* [ABOUT THIS TASK] Would you reproduce the entries exactly, including every line?

---

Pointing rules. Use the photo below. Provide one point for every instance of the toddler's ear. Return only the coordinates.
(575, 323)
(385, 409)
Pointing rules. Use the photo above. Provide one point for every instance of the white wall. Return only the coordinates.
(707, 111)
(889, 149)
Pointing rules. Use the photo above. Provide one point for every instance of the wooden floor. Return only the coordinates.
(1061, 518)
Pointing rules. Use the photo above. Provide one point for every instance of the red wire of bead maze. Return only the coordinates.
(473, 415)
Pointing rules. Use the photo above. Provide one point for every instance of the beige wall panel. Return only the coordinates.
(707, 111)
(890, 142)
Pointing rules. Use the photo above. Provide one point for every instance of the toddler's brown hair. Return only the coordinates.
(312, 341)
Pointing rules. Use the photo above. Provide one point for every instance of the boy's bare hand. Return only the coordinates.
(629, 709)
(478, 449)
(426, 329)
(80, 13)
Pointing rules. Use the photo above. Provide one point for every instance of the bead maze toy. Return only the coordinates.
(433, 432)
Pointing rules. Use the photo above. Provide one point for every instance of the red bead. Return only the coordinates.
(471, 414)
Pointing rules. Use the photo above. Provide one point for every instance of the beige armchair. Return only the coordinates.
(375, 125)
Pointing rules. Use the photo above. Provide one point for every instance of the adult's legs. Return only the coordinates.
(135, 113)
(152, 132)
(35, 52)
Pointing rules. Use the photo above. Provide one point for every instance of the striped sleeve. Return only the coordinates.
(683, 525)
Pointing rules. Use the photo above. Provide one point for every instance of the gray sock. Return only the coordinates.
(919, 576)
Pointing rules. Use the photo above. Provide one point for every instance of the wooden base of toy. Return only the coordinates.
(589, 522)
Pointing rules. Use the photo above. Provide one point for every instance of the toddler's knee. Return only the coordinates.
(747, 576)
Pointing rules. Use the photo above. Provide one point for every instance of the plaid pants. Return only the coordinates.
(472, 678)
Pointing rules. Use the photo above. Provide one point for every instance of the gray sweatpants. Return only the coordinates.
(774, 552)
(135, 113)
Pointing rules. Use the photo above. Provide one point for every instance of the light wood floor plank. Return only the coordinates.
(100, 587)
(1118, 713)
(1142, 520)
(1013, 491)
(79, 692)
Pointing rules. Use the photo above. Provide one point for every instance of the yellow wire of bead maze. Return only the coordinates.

---

* [OUTPUT]
Pointing rules. Use the photo below. Provide one point for every instance of the toddler's ear. Return only the coordinates.
(575, 323)
(385, 409)
Pointing rules. Use the photo above. Provide one point for every instance of the white wall. Return only the coordinates.
(707, 111)
(889, 149)
Pointing rules. Use the photo above. Provide one point for every instance of the wooden floor. Return only the coordinates.
(1061, 518)
Pointing rules. Use the photo above. Provide one point for every instance of the red wire of bead maze. Return only the coordinates.
(473, 415)
Pointing rules. Use the photo above. Provide one point for every instance of the beige wall panel. Return only the coordinates.
(707, 111)
(890, 142)
Pointing rules. Use the photo above. Provide one point for every instance of the toddler's brown hair. Return only the coordinates.
(312, 341)
Pointing rules. Use the photo above. Provide one point for every instance of the boy's bare hand. Return only the coordinates.
(629, 709)
(478, 449)
(426, 329)
(80, 13)
Pointing rules. Use the photo above. Provide one point for every instance of the bead maze toy. Return only the coordinates.
(433, 432)
Pointing rules. Use the photo above. Provide one point for every instance of the red bead. Return only the coordinates.
(471, 414)
Pointing rules. Use the photo above. Provide one point for every instance of the beige armchair. Return only the coordinates.
(375, 125)
Pointing rules. Use the photo above. Provide one point for every instance of the adult's legs. Return only the coordinates.
(135, 113)
(152, 132)
(35, 52)
Pointing rules. Use the photo above. Provide one point for every instance of the striped sleeve. Return only the coordinates.
(683, 525)
Pointing rules. Use the photo above. Provide one point for every instance of the gray sock. Return only the coordinates.
(919, 576)
Pointing rules. Use the photo above. Provide one point for every instance of the wooden base of toy. Return only the coordinates.
(589, 522)
Pointing rules. Use the photo above. Provide one point for every instance of the toddler's knee. Return only the coordinates.
(747, 576)
Pointing rules. Use the photo above. Provide one point for every instance of the plaid pants. Return only the coordinates.
(472, 678)
Pointing rules. Use the photo above. Provide one point for every instance of the gray sweatpants. Return only the coordinates.
(774, 552)
(135, 113)
Pointing rules. Use the photo above. Provide one point for every instance of the light wood floor plank. Return only the coordinates.
(100, 587)
(1118, 713)
(1142, 520)
(1013, 491)
(79, 692)
Pointing rules. Use the photo above. Provide one point for every instance of the yellow wire of bead maze. Return only the coordinates.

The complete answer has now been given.